Bloco de texto:
Outro gênero de folhetim, também muito atraente, era o impresso nos jornais ou revistas. ‘O Mistério de MMM’, em O Cruzeiro, a revista semanal de maior circulação na América Latina, foi um sucesso nacional, escrito por vários autores famosos, entre eles Raquel de Queiroz e Jorge Amado. Cabia a um deles escrever um capítulo que se encerrava com um gancho, cuja seqüência era de responsabilidade de outro autor – e assim sucessivamente, durante meses. Esse era o desafio à criatividade que eles se impunham e quem ganhava era o leitor, com textos primorosos.
Folclore de redação
Mestre do folhetim, incomparável em seu tempo, foi Nelson Rodrigues. As histórias dele eram destrinchadas diariamente e duravam uma semana, na Última Hora e, depois, no Globo, sob o pseudônimo de Suzana Flag. Tratavam de dramas urbanos, com personagens tão bem descritos que a gente imaginava esbarrar com eles em cada esquina.

Enunciado da tarefa: Reproduza palavra por palavra todo o texto sobre os folhetins publicados na imprensa. As linhas são um material à parte.

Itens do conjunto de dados
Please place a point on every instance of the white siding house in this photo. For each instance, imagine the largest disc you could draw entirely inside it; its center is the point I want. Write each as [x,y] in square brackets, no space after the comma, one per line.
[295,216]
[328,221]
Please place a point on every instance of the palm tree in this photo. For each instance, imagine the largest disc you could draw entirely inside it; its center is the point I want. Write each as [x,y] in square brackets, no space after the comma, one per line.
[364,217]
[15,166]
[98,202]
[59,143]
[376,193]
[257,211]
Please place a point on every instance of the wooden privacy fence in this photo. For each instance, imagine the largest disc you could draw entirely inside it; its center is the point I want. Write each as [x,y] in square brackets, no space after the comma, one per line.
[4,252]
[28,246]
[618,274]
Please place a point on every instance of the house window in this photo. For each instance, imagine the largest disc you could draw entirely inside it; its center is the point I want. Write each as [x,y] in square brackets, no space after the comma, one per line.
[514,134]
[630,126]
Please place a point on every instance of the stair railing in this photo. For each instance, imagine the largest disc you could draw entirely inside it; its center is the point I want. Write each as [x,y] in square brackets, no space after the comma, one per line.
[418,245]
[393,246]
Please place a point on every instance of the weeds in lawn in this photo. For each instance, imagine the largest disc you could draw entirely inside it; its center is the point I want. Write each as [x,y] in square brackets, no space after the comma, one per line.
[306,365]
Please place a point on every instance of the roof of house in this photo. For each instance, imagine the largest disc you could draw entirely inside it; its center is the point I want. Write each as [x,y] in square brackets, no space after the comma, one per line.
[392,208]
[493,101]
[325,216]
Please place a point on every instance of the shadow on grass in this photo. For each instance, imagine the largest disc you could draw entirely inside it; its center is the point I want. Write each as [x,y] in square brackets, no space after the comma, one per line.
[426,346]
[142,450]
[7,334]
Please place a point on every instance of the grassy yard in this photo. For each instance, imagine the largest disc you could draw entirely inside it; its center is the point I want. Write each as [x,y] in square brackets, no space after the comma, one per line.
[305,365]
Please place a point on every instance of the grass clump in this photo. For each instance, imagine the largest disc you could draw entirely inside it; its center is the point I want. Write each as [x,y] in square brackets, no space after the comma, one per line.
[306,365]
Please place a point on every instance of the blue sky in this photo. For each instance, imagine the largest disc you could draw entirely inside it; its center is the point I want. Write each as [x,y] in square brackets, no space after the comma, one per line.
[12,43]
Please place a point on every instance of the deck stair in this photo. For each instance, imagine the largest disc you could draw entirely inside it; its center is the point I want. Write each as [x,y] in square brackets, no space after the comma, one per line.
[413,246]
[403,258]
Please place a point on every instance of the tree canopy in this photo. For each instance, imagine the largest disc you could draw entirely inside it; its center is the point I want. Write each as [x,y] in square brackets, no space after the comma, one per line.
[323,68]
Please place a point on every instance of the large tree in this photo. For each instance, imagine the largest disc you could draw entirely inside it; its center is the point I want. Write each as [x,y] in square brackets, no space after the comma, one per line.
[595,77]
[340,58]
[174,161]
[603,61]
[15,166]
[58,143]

...

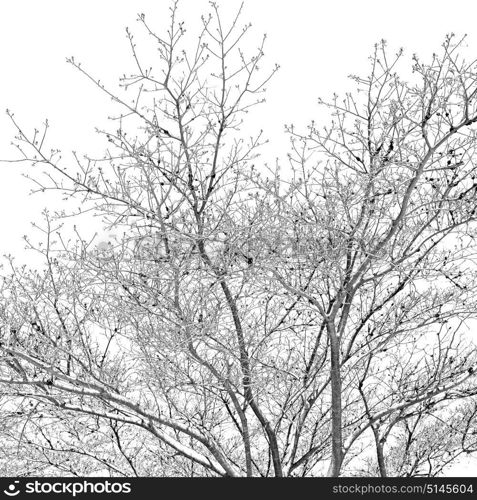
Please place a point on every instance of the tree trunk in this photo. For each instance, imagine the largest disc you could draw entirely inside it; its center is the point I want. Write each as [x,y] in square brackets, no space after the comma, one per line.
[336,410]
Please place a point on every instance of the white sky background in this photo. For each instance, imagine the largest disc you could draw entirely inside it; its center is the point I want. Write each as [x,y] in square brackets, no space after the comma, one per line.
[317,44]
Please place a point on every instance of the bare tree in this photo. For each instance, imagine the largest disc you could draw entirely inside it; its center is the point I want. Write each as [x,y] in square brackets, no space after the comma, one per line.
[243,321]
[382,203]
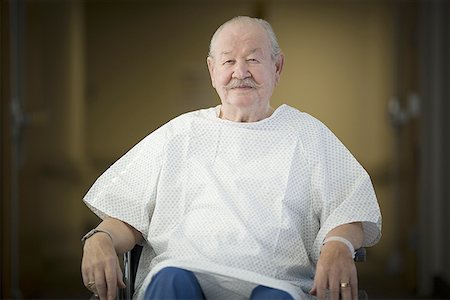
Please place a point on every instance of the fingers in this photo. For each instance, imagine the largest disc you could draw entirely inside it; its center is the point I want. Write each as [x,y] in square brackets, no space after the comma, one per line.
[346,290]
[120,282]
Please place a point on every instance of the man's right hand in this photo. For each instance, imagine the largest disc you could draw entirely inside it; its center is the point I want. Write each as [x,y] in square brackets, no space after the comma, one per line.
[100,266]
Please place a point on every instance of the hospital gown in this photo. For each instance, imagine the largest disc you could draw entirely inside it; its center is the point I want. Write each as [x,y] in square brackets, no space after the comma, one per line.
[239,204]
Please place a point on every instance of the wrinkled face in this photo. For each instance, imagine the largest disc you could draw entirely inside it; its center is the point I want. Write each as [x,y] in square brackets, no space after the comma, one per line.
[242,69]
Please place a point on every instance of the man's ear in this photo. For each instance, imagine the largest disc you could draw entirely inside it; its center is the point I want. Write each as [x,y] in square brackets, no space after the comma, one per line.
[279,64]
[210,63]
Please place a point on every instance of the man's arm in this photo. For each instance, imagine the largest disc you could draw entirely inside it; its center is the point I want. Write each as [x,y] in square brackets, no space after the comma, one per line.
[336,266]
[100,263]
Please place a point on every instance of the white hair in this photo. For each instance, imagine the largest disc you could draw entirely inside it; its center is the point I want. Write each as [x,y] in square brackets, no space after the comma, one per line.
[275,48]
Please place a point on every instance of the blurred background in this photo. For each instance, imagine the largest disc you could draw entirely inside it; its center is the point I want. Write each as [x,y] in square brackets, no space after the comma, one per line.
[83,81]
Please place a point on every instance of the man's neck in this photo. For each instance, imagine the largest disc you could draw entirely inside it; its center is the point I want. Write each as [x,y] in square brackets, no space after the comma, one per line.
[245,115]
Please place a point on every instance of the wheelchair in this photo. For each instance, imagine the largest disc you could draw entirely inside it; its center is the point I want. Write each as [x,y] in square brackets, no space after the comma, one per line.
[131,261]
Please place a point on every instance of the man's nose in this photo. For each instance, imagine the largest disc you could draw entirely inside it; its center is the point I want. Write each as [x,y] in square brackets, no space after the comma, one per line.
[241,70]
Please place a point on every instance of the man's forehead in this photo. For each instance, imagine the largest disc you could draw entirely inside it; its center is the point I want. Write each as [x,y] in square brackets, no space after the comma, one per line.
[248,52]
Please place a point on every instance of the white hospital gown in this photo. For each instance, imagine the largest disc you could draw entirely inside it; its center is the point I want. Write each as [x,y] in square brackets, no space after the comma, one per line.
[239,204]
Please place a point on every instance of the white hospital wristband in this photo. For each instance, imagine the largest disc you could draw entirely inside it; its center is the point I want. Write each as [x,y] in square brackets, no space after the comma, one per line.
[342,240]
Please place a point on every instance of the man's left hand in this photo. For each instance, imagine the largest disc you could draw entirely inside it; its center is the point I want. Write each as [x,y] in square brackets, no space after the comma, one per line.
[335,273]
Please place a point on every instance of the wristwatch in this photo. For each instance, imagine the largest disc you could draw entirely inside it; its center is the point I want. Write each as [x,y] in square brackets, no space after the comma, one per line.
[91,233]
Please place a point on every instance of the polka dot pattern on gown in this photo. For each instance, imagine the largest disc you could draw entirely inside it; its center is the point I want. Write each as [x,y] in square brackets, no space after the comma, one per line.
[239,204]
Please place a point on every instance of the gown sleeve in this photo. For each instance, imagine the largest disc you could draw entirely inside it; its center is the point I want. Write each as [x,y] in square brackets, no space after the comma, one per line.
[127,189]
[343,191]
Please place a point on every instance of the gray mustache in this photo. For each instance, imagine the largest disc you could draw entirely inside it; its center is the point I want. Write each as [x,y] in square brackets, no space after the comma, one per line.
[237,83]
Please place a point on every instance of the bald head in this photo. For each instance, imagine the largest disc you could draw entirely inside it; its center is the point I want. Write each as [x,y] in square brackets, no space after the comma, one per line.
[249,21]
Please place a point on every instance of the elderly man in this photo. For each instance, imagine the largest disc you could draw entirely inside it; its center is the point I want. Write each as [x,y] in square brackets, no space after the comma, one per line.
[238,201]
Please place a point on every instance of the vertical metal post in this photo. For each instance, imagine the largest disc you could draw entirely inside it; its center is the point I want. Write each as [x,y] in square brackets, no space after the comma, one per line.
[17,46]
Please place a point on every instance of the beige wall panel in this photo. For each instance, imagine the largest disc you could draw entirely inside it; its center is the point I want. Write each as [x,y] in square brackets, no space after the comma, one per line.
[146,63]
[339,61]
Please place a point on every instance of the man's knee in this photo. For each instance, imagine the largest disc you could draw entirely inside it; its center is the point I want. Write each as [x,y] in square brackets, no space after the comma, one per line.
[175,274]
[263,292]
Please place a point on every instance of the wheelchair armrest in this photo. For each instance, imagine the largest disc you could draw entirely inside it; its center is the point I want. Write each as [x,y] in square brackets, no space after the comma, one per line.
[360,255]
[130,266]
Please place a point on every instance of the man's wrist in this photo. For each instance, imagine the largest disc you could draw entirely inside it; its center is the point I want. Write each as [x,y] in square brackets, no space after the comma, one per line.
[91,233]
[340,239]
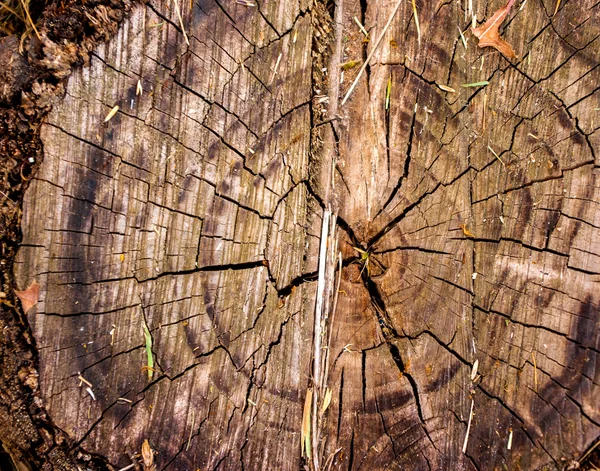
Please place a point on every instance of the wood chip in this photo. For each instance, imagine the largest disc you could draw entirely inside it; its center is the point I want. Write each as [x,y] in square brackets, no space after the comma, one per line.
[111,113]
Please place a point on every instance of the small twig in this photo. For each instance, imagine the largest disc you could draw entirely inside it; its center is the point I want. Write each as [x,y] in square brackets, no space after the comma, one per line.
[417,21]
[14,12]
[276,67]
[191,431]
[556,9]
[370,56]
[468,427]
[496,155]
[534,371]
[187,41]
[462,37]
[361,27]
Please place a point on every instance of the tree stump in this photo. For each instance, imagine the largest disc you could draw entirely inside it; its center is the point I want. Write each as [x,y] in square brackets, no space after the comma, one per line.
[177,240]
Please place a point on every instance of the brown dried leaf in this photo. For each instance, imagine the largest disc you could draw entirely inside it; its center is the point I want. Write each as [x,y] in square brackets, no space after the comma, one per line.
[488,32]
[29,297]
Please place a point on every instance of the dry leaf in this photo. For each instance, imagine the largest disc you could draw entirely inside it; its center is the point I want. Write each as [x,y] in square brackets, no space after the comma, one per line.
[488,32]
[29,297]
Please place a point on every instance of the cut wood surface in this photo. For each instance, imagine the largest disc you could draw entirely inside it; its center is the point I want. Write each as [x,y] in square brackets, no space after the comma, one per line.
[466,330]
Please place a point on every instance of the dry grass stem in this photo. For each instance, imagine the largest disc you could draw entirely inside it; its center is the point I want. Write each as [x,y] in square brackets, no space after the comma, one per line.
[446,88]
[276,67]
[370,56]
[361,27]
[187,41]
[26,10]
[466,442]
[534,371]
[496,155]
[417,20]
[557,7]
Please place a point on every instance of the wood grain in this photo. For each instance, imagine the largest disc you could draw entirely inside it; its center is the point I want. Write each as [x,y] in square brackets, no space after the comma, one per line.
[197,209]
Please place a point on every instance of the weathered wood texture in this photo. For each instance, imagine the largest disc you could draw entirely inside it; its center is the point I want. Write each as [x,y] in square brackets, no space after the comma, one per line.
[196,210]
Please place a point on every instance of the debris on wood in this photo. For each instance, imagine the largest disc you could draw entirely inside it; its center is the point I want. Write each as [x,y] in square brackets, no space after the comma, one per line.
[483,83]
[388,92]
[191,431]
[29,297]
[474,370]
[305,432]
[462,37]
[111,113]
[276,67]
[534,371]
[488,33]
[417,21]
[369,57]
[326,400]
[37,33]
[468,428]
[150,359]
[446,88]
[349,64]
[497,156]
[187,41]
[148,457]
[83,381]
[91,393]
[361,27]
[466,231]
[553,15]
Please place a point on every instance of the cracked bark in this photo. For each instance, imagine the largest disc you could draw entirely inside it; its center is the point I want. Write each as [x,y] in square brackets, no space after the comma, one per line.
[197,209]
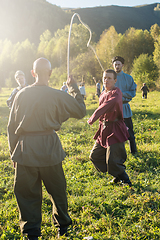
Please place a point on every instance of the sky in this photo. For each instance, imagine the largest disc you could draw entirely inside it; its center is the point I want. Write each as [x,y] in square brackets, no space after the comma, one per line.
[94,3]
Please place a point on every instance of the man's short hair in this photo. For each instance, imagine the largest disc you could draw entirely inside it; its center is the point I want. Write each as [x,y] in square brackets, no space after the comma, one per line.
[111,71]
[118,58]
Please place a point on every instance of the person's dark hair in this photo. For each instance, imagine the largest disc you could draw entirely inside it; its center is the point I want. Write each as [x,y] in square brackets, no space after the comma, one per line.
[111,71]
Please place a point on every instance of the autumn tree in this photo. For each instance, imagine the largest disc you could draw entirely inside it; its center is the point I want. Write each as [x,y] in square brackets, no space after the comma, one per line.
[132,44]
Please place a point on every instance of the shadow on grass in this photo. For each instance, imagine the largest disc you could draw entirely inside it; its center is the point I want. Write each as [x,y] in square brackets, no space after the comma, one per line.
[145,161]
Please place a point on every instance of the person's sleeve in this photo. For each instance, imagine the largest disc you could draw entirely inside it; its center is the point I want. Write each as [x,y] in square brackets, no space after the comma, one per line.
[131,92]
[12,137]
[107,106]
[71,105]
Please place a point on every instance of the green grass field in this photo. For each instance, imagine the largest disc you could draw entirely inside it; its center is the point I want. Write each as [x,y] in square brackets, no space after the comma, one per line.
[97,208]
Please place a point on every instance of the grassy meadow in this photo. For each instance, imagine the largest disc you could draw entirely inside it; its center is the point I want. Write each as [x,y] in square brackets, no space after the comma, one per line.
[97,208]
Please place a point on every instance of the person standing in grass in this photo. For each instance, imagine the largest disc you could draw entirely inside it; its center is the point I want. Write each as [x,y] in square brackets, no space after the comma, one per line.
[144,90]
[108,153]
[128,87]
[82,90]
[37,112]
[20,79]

---

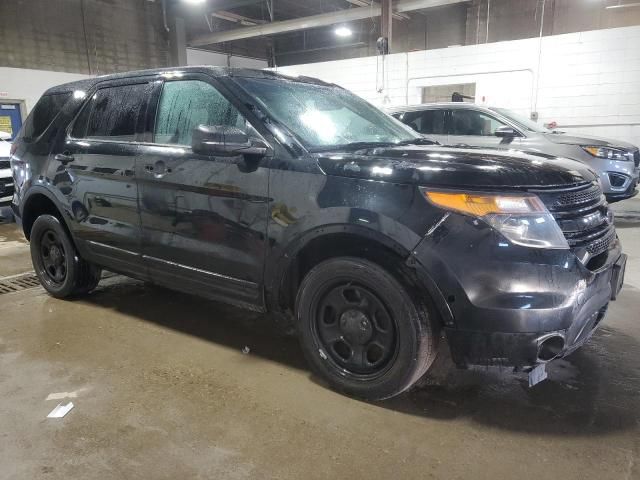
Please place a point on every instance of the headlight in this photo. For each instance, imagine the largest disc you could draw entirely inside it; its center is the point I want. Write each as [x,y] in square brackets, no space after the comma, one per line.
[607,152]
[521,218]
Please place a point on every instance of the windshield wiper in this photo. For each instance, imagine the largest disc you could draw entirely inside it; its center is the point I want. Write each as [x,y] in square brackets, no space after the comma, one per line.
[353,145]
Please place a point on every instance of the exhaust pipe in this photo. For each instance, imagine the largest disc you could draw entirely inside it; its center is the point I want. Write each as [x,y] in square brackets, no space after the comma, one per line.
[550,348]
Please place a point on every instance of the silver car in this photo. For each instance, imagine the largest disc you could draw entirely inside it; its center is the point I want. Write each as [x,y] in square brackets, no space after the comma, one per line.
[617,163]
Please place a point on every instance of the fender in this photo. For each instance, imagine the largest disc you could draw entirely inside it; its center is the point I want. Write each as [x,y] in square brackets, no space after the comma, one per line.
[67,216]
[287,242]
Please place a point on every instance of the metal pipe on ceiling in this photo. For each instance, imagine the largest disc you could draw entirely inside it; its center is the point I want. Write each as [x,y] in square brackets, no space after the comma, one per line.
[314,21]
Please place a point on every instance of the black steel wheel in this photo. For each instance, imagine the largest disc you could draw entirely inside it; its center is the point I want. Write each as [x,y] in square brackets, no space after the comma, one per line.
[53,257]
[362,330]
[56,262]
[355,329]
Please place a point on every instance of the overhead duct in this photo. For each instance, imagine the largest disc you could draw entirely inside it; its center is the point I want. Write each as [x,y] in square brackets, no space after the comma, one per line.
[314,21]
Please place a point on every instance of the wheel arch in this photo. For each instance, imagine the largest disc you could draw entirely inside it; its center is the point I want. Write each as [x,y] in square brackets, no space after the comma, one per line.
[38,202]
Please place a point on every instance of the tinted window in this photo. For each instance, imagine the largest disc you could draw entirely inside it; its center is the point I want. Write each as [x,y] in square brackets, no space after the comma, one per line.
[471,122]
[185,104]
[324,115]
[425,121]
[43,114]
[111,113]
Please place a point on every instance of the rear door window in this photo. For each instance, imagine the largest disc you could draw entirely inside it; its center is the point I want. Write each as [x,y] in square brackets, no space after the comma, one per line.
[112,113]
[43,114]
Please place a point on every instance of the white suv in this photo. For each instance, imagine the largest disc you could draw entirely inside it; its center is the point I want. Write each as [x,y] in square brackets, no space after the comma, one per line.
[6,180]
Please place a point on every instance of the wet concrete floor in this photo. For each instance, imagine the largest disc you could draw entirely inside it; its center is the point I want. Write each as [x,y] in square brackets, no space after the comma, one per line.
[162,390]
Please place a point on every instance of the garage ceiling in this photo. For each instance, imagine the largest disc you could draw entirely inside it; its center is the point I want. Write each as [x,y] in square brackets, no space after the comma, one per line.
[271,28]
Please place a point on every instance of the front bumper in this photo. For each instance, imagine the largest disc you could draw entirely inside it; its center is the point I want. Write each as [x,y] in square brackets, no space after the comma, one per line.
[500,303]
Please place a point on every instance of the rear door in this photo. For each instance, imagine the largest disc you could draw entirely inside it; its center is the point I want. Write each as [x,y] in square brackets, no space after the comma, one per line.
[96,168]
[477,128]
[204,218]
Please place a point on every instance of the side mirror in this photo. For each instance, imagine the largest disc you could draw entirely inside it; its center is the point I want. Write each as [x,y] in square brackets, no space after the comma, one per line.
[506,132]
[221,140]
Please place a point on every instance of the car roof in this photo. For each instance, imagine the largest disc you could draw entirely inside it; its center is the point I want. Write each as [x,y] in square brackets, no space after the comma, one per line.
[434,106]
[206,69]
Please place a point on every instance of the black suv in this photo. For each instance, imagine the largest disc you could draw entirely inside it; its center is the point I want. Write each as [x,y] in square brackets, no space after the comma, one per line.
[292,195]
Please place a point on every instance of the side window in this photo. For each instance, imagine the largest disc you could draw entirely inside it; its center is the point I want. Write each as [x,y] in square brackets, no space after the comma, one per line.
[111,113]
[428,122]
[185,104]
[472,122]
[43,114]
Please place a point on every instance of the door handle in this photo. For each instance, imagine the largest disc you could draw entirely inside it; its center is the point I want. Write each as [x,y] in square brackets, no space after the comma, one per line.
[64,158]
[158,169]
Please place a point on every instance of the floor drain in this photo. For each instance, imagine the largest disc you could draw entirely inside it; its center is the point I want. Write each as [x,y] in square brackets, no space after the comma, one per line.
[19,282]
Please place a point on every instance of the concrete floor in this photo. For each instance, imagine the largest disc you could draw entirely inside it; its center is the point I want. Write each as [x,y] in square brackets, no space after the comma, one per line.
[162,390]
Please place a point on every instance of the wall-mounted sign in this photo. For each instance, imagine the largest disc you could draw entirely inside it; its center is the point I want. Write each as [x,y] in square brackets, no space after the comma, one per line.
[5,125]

Resposta da tarefa:
Outro gênero de folhetim, também muito atraente, era o impresso nos jornais ou revistas. ‘O Mistério de MMM’, em O Cruzeiro, a revista semanal de maior circulação na América Latina, foi um sucesso nacional, escrito por vários autores famosos, entre eles Raquel de Queiroz e Jorge Amado. Cabia a um deles escrever um capítulo que se encerrava com um gancho, cuja seqüência era de responsabilidade de outro autor – e assim sucessivamente, durante meses. Esse era o desafio à criatividade que eles se impunham e quem ganhava era o leitor, com textos primorosos.
Folclore de redação
Mestre do folhetim, incomparável em seu tempo, foi Nelson Rodrigues. As histórias dele eram destrinchadas diariamente e duravam uma semana, na Última Hora e, depois, no Globo, sob o pseudônimo de Suzana Flag. Tratavam de dramas urbanos, com personagens tão bem descritos que a gente imaginava esbarrar com eles em cada esquina.